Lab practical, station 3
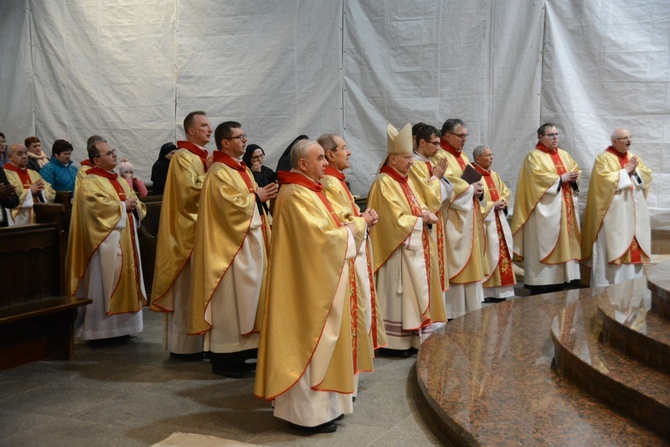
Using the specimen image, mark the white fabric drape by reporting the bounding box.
[0,0,670,229]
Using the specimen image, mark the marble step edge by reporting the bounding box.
[598,294,670,374]
[551,310,670,439]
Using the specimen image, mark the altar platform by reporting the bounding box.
[417,263,670,446]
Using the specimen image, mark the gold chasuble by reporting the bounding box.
[435,142,489,284]
[472,163,516,288]
[511,142,581,265]
[321,166,386,373]
[254,171,355,400]
[582,146,651,265]
[409,158,449,299]
[188,151,270,335]
[151,141,208,312]
[74,158,93,191]
[368,166,446,328]
[65,168,147,315]
[0,163,56,225]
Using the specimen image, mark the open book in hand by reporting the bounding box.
[461,165,482,185]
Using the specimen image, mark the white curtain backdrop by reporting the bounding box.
[0,0,670,229]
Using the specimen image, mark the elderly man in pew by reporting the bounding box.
[5,143,56,226]
[0,169,19,227]
[65,142,147,340]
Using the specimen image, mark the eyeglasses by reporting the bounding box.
[224,133,247,141]
[95,149,116,158]
[447,132,468,140]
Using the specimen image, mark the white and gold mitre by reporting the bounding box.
[386,123,413,155]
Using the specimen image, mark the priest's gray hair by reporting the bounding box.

──────────

Task directions
Copy out all of the data above word for word, from the first line to the last, but leave out the picture.

Solution for this problem
Lab practical, station 3
Using the specimen image, mark the white fabric drape by reporting the bounding box.
[0,0,670,229]
Using the specimen image, mark the marble step edge by reporting the bounding box.
[598,294,670,374]
[551,310,670,439]
Using the specimen image, mark the altar platform by reporting the bounding box.
[417,263,670,446]
Using the specimen image, mark the gold chasuble by reporting the bounding box.
[435,142,489,284]
[472,163,516,288]
[511,142,581,265]
[321,166,386,373]
[254,171,355,400]
[582,146,651,265]
[409,158,449,299]
[188,151,270,335]
[151,141,208,312]
[74,158,93,191]
[368,166,446,328]
[65,168,147,315]
[0,163,56,225]
Using the specimen image, mark the open book in hand by reporting the bounding box.
[461,165,482,185]
Using the specimen image, mark the white curtain backdrop by reporting the bounding box.
[0,0,670,229]
Using the specimen image, mark the elderly man in pew by reporting the bounding box.
[5,143,56,226]
[0,169,19,227]
[65,142,147,340]
Using the specimen image, mark the eyeglasses by reporting the bounding box.
[224,133,247,141]
[95,149,116,158]
[447,132,468,140]
Using the specimen image, mark the white and gold mitre by reporting the bounding box.
[386,123,413,155]
Using the specimen image, mark the priest's gray hair by reporting the bounding box.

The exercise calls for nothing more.